- Task goal -
Update the data from the line with "gravestone**, I would be grateful." to the line with "[[[58,111],[58,117],[63,117],[63,111],[61,109]]]" by changing "even-odd rule" to "nonzero winding rule", and return only those lines with everything else left as is.
--- start of Data rows ---
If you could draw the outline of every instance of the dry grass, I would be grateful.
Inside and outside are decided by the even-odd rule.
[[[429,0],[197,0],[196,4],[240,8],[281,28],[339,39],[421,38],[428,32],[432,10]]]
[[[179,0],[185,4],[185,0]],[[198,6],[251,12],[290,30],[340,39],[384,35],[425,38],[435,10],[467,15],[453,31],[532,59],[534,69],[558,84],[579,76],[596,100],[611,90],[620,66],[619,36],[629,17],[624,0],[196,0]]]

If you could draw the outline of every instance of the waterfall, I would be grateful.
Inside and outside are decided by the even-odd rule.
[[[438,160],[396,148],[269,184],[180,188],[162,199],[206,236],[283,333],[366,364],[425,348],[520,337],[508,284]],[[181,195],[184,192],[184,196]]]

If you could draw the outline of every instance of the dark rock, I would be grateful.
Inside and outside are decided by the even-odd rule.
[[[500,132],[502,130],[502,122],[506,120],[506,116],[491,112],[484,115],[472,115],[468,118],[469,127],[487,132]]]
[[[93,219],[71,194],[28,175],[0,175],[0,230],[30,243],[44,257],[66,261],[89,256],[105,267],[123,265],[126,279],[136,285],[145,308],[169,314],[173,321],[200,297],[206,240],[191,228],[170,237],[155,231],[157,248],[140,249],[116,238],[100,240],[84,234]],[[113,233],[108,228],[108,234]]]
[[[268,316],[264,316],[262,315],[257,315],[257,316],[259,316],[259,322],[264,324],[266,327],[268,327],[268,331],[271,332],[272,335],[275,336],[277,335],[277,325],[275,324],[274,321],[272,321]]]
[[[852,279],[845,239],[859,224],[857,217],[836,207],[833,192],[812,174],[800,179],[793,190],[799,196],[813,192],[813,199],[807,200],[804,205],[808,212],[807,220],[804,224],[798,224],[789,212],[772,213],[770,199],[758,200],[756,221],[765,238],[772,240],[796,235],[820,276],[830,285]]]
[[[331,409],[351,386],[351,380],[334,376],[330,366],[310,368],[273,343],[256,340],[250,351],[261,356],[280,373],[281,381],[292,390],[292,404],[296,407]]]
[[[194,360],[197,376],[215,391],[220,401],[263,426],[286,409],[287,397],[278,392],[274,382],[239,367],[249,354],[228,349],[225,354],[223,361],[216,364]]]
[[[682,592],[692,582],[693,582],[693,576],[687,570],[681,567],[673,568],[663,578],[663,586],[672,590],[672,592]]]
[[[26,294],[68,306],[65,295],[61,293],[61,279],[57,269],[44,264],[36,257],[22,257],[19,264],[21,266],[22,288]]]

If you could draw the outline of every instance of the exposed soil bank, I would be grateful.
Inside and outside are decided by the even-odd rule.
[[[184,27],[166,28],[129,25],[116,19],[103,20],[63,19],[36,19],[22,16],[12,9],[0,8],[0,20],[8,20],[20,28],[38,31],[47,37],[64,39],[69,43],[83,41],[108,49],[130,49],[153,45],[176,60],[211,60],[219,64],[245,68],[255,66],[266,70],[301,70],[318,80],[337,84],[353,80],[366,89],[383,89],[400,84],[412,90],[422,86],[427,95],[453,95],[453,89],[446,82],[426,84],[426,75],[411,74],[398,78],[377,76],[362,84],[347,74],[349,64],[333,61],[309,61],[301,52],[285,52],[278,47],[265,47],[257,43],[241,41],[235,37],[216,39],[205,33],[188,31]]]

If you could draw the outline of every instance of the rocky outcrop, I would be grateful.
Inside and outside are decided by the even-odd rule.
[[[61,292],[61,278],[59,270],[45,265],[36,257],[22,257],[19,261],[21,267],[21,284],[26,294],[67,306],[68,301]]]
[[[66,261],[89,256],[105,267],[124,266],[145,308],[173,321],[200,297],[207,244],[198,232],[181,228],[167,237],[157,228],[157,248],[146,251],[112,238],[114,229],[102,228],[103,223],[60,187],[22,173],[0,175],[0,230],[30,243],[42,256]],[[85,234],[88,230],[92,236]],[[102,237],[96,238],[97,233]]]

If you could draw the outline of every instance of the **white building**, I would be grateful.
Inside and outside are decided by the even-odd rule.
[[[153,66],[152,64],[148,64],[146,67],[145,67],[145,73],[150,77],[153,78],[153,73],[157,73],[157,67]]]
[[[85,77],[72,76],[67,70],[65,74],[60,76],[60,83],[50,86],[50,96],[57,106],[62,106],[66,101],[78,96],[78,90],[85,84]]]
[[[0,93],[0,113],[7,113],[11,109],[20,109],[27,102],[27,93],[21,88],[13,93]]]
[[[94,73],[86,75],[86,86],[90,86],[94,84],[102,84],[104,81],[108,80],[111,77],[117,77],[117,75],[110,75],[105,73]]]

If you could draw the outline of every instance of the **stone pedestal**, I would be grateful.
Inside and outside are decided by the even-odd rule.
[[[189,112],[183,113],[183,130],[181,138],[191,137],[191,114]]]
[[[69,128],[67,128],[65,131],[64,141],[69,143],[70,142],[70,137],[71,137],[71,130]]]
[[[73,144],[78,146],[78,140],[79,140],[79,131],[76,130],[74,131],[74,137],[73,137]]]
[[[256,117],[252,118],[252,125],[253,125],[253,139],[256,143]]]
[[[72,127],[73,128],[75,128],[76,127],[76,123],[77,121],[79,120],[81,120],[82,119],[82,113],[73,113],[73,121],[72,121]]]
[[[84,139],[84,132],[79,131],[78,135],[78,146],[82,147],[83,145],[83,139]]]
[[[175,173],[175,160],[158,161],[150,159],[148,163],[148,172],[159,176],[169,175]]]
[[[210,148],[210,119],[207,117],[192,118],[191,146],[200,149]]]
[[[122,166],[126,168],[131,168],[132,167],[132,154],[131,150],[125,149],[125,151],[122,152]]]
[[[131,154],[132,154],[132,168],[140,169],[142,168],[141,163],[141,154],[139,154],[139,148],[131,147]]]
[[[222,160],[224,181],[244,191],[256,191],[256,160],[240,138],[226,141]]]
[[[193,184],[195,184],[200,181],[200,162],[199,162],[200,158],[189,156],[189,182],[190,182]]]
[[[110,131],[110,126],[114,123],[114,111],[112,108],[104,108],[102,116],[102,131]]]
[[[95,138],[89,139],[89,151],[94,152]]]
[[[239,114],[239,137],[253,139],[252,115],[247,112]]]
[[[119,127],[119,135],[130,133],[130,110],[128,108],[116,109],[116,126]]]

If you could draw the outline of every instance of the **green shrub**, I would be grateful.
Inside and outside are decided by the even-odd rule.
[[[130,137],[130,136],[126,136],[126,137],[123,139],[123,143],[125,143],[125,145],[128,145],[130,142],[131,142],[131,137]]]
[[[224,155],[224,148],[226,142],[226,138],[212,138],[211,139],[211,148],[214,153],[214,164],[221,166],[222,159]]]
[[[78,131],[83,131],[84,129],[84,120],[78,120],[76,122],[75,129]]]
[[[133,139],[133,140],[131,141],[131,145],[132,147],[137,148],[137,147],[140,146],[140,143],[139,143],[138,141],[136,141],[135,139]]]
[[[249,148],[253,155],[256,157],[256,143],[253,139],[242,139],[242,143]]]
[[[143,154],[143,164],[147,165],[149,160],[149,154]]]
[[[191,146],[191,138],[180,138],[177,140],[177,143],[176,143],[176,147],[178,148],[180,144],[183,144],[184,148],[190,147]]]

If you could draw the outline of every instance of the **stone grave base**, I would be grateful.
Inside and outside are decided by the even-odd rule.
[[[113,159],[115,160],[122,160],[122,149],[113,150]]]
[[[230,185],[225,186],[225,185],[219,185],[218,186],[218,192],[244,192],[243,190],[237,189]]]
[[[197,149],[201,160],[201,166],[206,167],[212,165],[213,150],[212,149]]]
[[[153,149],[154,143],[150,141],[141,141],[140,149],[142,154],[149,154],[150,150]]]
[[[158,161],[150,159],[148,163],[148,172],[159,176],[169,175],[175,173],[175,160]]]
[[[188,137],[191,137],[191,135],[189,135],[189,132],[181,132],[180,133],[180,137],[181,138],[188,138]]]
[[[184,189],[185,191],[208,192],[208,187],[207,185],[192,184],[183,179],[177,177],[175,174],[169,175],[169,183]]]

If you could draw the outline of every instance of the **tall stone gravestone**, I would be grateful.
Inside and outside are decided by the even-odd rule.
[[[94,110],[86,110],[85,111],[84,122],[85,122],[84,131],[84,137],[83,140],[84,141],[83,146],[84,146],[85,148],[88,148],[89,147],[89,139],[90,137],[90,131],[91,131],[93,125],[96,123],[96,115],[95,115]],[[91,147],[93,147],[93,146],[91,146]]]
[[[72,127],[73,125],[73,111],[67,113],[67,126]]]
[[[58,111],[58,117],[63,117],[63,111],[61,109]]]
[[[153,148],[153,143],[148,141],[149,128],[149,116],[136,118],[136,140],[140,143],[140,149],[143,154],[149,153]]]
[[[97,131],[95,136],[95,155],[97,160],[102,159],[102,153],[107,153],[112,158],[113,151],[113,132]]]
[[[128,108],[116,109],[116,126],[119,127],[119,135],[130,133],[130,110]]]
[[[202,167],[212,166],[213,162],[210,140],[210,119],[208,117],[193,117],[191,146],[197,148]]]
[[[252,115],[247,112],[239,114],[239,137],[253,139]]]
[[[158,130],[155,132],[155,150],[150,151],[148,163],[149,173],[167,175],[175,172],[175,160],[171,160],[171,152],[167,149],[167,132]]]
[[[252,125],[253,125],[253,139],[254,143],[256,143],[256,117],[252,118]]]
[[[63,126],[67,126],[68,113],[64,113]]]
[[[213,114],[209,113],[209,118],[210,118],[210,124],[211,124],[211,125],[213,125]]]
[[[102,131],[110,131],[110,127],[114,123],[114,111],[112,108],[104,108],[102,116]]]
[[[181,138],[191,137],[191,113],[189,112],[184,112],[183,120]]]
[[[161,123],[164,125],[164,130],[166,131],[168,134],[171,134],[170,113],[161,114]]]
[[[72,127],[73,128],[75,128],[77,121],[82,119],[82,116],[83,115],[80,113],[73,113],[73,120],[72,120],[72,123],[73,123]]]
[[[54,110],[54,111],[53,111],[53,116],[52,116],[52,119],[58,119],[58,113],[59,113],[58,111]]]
--- end of Data rows ---
- Written solution -
If you could draw the outline of every instance of the **tall stone gravestone**, I would be grateful.
Inside and outside are decided by the nonzero winding rule.
[[[94,110],[86,110],[85,111],[84,122],[85,122],[84,131],[84,137],[83,140],[84,141],[83,146],[84,146],[85,148],[88,148],[89,147],[89,139],[90,137],[90,131],[91,131],[93,125],[96,123],[96,115],[95,115]],[[91,147],[93,147],[93,146],[91,146]]]
[[[72,127],[73,125],[73,111],[67,113],[67,126]]]
[[[58,111],[58,117],[63,117],[63,111],[61,109]]]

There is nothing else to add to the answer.